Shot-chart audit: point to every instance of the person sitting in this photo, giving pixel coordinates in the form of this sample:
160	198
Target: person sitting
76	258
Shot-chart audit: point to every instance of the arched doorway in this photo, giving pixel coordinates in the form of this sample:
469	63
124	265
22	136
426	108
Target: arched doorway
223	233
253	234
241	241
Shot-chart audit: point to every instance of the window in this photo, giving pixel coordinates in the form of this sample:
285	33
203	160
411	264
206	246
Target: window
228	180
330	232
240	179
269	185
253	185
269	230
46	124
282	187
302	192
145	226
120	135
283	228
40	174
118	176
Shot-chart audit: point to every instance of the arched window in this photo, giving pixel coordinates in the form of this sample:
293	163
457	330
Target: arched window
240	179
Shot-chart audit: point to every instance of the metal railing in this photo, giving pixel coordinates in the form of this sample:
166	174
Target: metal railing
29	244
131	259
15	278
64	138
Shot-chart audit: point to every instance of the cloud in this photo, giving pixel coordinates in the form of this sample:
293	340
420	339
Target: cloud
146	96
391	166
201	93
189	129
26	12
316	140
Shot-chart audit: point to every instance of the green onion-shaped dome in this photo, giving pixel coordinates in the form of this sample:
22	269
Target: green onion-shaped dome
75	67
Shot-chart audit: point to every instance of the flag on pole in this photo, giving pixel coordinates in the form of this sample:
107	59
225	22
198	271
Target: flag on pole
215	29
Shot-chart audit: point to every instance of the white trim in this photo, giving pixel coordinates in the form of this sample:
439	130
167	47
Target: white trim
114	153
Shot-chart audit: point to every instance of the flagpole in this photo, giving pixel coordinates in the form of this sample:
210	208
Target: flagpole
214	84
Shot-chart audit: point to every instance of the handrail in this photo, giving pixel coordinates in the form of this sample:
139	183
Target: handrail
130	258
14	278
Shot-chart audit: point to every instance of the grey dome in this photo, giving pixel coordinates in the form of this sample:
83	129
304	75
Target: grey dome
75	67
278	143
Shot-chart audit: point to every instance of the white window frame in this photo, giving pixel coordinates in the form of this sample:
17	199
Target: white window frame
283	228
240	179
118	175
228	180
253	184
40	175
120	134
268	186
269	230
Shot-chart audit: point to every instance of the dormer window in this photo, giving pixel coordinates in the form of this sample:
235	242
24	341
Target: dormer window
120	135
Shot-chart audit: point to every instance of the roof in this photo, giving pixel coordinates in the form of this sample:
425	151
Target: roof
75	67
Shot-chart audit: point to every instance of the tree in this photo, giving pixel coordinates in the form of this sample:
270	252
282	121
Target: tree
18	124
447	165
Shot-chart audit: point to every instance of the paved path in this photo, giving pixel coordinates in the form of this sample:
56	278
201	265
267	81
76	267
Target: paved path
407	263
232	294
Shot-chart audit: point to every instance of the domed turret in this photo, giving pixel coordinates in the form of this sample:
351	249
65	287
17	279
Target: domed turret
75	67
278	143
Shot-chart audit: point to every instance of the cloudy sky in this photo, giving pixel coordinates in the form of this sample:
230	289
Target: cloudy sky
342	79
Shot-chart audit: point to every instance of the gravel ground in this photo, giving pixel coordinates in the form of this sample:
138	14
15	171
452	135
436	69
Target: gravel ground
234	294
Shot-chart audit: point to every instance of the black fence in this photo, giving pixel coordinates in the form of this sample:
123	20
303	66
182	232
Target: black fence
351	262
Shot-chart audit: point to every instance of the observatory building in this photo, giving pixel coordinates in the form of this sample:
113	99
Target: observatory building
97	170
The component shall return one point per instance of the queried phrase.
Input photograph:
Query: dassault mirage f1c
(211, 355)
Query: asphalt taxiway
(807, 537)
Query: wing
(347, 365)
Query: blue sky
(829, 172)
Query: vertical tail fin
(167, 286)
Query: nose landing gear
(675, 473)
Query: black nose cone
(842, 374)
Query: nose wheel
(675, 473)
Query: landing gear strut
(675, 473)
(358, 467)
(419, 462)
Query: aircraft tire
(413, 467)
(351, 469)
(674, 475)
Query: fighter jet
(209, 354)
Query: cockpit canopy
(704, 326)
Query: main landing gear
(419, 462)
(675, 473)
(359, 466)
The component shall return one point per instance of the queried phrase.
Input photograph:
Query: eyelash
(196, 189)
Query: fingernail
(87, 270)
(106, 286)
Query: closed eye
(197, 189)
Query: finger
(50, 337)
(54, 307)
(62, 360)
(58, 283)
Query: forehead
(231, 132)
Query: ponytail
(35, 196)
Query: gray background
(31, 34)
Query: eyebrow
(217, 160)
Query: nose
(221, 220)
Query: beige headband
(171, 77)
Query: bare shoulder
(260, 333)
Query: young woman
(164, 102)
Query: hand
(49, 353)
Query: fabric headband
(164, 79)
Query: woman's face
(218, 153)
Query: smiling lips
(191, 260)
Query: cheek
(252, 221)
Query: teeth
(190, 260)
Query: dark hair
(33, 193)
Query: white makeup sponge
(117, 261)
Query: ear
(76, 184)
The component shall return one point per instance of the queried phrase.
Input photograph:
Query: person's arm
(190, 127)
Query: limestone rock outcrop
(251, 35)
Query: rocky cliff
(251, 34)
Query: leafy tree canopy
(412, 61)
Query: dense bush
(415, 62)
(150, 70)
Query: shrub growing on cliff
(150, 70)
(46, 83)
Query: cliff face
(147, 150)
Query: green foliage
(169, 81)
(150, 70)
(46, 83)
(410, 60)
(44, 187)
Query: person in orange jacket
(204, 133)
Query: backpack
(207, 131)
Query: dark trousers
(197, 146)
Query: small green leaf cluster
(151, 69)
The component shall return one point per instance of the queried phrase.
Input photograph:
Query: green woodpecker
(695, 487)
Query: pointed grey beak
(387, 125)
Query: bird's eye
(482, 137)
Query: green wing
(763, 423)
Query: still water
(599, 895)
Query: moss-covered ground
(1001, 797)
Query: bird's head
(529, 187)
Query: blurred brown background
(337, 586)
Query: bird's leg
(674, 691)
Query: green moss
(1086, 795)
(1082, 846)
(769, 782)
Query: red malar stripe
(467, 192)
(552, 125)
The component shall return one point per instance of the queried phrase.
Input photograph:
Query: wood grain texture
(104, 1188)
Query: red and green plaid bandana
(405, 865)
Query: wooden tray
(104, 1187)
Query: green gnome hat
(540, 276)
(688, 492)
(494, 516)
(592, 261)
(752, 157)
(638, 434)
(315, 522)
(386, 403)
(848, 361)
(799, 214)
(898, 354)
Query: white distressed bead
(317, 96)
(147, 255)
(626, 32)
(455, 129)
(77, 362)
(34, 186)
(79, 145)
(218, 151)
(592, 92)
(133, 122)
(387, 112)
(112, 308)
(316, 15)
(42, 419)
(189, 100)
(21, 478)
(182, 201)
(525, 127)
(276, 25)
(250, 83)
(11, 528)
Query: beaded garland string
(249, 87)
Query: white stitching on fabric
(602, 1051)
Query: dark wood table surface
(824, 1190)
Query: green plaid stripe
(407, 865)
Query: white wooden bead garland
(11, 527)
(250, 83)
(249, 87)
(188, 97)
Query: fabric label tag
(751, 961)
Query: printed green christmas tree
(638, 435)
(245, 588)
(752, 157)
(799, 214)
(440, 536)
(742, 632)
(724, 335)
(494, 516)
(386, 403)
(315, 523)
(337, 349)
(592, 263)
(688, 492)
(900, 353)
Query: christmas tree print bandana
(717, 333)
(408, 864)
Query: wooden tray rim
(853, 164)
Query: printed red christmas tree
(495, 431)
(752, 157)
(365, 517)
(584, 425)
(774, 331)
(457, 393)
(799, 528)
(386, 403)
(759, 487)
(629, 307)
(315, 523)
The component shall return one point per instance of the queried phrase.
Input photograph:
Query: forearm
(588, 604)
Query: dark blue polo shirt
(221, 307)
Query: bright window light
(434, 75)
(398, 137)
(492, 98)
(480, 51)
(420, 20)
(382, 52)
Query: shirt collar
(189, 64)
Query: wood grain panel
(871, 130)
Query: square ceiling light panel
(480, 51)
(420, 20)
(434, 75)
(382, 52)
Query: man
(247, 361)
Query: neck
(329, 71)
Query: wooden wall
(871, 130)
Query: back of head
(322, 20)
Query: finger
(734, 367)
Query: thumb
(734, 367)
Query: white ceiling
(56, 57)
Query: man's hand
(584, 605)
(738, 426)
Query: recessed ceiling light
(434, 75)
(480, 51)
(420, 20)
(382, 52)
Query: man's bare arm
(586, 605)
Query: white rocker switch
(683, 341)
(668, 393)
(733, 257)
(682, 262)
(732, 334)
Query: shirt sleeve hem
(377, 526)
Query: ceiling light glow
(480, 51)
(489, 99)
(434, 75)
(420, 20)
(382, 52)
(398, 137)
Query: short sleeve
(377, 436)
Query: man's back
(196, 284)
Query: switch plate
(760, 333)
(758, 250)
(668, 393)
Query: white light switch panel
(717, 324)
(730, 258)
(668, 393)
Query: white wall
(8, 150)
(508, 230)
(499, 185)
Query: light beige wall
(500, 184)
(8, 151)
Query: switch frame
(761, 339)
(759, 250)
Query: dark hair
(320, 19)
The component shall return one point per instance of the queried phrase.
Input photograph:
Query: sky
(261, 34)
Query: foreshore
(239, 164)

### EXERCISE DETAILS
Copy exactly the line containing "Query: ceiling light glow" and every line after it, ending with the last line of the records above.

### RESPONSE
Query: ceiling light glow
(480, 51)
(489, 99)
(434, 75)
(420, 20)
(382, 52)
(398, 137)
Query: short sleeve
(377, 436)
Query: man's back
(196, 284)
Query: switch plate
(760, 333)
(758, 250)
(668, 393)
Query: white light switch panel
(717, 324)
(730, 258)
(668, 393)
Query: white wall
(8, 150)
(508, 230)
(499, 185)
Query: light beige wall
(500, 184)
(8, 151)
Query: switch frame
(761, 339)
(759, 250)
Query: dark hair
(320, 19)
The component shall return one point per instance of the queried phrase.
Input photograph:
Query: sky
(261, 34)
Query: foreshore
(239, 164)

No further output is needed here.